*JOB:* Repeat every line below exactly, word for word.

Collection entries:
- - -

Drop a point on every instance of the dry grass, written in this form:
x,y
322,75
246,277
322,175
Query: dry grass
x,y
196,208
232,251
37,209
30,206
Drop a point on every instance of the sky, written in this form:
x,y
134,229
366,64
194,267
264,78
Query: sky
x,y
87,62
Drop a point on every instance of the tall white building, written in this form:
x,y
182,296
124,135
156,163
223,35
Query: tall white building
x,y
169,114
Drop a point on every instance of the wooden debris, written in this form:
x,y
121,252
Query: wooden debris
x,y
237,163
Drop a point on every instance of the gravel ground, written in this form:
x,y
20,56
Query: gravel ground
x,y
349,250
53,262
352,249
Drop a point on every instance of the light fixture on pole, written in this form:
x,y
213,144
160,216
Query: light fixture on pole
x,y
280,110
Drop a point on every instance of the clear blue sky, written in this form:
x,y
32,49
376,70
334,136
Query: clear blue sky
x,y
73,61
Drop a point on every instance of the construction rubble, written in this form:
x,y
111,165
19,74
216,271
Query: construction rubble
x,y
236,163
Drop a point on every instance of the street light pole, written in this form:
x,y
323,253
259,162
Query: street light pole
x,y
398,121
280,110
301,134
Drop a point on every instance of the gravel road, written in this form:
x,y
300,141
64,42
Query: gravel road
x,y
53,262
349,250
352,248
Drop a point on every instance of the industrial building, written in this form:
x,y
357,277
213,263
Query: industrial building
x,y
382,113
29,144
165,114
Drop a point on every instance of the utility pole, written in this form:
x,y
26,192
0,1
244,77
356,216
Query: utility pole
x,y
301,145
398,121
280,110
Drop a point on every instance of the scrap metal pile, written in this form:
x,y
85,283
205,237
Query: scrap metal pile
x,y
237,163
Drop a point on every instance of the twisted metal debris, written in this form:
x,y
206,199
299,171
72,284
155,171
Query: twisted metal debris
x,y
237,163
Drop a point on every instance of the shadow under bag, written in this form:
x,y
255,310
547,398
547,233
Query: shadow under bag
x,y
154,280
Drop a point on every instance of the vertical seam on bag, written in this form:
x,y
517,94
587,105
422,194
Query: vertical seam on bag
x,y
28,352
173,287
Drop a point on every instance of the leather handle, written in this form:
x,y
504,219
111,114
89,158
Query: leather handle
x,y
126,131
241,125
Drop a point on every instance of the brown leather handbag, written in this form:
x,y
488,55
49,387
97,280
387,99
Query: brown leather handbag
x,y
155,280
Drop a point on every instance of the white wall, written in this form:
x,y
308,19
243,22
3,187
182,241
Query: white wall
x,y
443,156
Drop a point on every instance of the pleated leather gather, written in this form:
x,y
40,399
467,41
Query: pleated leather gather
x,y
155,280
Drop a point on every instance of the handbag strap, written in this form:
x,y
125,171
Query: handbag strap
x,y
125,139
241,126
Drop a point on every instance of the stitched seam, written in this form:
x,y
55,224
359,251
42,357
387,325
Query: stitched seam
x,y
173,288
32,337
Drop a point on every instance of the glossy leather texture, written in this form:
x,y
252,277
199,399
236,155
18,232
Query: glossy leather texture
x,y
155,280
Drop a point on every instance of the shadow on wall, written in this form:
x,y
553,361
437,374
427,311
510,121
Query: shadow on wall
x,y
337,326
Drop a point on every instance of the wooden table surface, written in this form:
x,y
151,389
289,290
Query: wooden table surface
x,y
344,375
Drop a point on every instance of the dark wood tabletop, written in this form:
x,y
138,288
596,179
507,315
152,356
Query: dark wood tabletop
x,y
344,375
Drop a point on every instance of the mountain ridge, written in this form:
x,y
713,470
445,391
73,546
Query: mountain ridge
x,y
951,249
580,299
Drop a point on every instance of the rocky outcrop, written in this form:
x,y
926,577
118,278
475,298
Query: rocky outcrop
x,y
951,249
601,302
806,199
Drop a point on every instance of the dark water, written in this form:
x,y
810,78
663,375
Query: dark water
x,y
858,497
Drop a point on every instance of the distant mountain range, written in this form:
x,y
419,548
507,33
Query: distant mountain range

- - -

*ANSWER FOR THE TASK:*
Drop a point on every instance of the dry grass, written in this form:
x,y
322,75
246,277
322,175
Query: dry grass
x,y
196,208
232,251
37,209
30,206
Drop a point on every instance of the sky, written in this form:
x,y
134,229
366,64
194,267
264,78
Query: sky
x,y
87,62
Drop a point on every instance of the tall white building, written in this form:
x,y
182,296
124,135
156,163
223,35
Query: tall white building
x,y
169,114
Drop a point on every instance of the wooden debris, written in this form:
x,y
121,252
Query: wooden debris
x,y
237,163
Drop a point on every instance of the gravel ground, written in this form:
x,y
20,56
Query: gravel ground
x,y
349,250
53,262
352,249
Drop a point on every instance of the light fixture on pole, written in this form:
x,y
213,144
160,216
Query: light fixture on pole
x,y
280,110
Drop a point on every instance of the clear blue sky, written in this form:
x,y
32,49
376,70
334,136
Query: clear blue sky
x,y
73,61
Drop a point on every instance of the construction rubble, written in this form:
x,y
111,165
19,74
216,271
Query: construction rubble
x,y
236,163
Drop a point on every instance of the street light pole, written in this form:
x,y
323,253
259,162
Query: street light pole
x,y
398,121
280,110
301,134
Drop a point on every instance of the gravel road, written in this form:
x,y
300,141
64,42
Query: gravel road
x,y
53,262
349,250
352,248
Drop a point on every instance of the industrial building, written in this form:
x,y
357,277
213,263
Query: industrial building
x,y
382,113
29,144
165,114
Drop a point on every instance of the utility pole, written in this form:
x,y
26,192
0,1
244,77
356,216
Query: utility pole
x,y
301,145
398,121
280,110
Drop a point on every instance of the scrap metal pile, written in this form:
x,y
85,283
205,237
Query: scrap metal pile
x,y
237,163
Drop a point on every instance of the twisted metal debris, written in this form:
x,y
206,199
299,171
72,284
155,171
Query: twisted metal debris
x,y
237,163
Drop a point on every instance of the shadow under bag, written in this form:
x,y
255,310
547,398
547,233
Query: shadow under bag
x,y
154,280
Drop a point on every instance of the vertical seam on bag, written in this form:
x,y
517,94
587,105
422,194
Query: vertical seam on bag
x,y
28,352
173,287
Drop a point on every instance of the leather handle, written in this form:
x,y
504,219
111,114
89,158
Query: leather handle
x,y
126,131
241,125
Drop a point on every instance of the brown leather handbag, written in this form:
x,y
488,55
49,387
97,280
387,99
Query: brown leather handbag
x,y
155,280
Drop a point on every instance of the white wall, written in this form:
x,y
308,19
243,22
3,187
182,241
Query: white wall
x,y
443,156
Drop a point on every instance of the pleated leather gather, written in this form:
x,y
40,399
467,41
Query: pleated leather gather
x,y
155,280
Drop a point on every instance of the handbag strap, written in this form:
x,y
125,171
Query: handbag strap
x,y
125,139
241,126
Drop a point on every instance of the stitched seam, written in this form:
x,y
55,224
359,251
42,357
387,325
Query: stitched seam
x,y
173,288
32,337
Drop a point on every instance of the glossy leather texture, written in this form:
x,y
252,277
199,399
236,155
18,232
Query: glossy leather texture
x,y
155,280
Drop a point on every instance of the shadow on wall, written in this form:
x,y
553,361
437,374
427,311
510,121
Query: shadow on wall
x,y
337,326
Drop a point on every instance of the wooden table surface, written in this form:
x,y
151,389
289,290
Query: wooden table surface
x,y
344,375
Drop a point on every instance of the dark wood tabletop, written in this form:
x,y
138,288
596,179
507,315
152,356
Query: dark wood tabletop
x,y
344,375
Drop a point on every instance of the mountain ridge, written in this form:
x,y
713,470
445,391
73,546
Query: mountain ridge
x,y
951,249
580,299
Drop a point on every instance of the rocky outcrop, written in this form:
x,y
926,577
118,278
475,298
Query: rocky outcrop
x,y
951,249
601,302
806,199
Drop a point on every instance of the dark water, written in this form:
x,y
810,78
663,375
Query: dark water
x,y
858,497
Drop a point on every instance of the distant mountain range, written in this form:
x,y
419,548
507,33
Query: distant mountain range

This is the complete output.